==== Provided data

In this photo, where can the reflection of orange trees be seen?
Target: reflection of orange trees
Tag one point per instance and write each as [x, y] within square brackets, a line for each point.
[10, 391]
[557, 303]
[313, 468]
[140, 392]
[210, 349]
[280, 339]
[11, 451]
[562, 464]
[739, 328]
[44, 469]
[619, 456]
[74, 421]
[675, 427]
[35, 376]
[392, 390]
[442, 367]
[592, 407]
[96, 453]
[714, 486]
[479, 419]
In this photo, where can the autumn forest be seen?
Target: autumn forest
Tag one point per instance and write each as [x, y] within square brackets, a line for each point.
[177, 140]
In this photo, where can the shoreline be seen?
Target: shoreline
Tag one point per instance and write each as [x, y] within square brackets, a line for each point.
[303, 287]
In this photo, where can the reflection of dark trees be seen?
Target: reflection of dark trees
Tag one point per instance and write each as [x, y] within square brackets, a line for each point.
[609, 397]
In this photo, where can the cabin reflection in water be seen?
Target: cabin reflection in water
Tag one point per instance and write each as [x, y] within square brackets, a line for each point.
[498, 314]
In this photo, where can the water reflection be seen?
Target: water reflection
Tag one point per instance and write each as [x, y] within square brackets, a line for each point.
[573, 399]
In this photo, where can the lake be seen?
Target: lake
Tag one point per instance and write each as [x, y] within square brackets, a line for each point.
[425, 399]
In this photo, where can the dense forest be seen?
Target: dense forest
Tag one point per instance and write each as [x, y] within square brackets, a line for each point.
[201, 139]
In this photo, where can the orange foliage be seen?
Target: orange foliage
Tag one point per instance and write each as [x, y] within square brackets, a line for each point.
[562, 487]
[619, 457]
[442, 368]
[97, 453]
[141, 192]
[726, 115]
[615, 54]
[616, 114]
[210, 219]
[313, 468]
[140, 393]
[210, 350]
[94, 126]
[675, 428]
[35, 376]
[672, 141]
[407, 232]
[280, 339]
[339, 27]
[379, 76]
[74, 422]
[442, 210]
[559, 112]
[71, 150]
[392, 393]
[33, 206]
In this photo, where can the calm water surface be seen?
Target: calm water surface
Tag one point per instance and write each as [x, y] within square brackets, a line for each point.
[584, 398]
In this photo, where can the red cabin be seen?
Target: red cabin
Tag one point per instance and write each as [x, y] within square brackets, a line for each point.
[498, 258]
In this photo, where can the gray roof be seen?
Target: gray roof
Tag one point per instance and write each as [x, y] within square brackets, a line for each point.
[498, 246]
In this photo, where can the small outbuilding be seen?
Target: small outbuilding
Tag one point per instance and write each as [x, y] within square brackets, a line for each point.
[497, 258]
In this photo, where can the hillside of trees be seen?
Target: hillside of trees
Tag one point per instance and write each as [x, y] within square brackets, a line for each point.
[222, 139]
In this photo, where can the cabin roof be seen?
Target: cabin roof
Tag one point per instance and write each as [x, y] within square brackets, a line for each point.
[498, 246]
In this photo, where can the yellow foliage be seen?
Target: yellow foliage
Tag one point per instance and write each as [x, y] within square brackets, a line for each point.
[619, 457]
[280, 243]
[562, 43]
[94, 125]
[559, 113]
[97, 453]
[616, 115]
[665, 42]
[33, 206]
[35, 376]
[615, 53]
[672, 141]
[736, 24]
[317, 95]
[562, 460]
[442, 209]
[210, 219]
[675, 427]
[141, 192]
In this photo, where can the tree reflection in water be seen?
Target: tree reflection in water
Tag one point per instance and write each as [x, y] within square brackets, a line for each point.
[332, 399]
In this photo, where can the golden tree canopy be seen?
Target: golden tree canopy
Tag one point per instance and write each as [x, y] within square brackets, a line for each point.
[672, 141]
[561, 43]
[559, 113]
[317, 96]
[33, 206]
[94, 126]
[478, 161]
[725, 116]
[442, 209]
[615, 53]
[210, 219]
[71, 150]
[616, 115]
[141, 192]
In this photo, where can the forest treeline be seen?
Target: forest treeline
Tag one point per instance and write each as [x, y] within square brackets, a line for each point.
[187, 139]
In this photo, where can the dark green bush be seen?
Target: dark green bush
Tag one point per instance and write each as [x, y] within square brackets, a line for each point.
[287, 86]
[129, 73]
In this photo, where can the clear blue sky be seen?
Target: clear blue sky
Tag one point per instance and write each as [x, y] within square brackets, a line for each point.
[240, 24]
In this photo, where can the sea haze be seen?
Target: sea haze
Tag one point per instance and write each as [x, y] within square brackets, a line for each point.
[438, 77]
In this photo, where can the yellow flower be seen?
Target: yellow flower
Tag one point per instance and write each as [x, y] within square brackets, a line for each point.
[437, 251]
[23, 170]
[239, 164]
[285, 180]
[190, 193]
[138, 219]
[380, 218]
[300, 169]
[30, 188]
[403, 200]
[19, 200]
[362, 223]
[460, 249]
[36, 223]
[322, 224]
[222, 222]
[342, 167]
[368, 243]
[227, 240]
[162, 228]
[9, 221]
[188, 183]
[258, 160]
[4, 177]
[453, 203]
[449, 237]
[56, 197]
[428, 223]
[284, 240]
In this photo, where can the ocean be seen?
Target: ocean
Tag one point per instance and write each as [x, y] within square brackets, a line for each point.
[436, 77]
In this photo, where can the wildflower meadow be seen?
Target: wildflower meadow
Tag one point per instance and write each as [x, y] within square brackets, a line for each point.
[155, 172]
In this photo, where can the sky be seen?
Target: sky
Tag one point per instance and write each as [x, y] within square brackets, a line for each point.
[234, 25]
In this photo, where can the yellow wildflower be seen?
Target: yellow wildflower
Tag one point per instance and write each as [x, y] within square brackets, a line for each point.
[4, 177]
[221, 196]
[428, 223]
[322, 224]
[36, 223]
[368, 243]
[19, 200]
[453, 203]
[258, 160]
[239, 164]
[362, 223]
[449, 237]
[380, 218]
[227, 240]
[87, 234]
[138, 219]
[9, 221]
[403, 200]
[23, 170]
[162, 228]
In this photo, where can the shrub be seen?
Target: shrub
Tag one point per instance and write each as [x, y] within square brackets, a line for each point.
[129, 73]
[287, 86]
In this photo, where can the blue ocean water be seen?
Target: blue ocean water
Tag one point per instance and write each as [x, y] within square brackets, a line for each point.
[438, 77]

========

**Given problem**. Reproduce the lines above, from the line containing "In this photo, where can the shrub be seen?" through the end of the items, swapping "shrub" for "bush" throughout and leaving everything else unchanged.

**Solution to this exercise**.
In this photo, where can the bush be seen?
Target: bush
Tag one point per instance and write each as [x, y] within square brackets, a line for each point.
[129, 73]
[287, 86]
In this photo, where can the blue ocean water be seen?
Target: blue ocean water
Tag one point per instance and write each as [x, y] within square brackets, a line for each point.
[438, 77]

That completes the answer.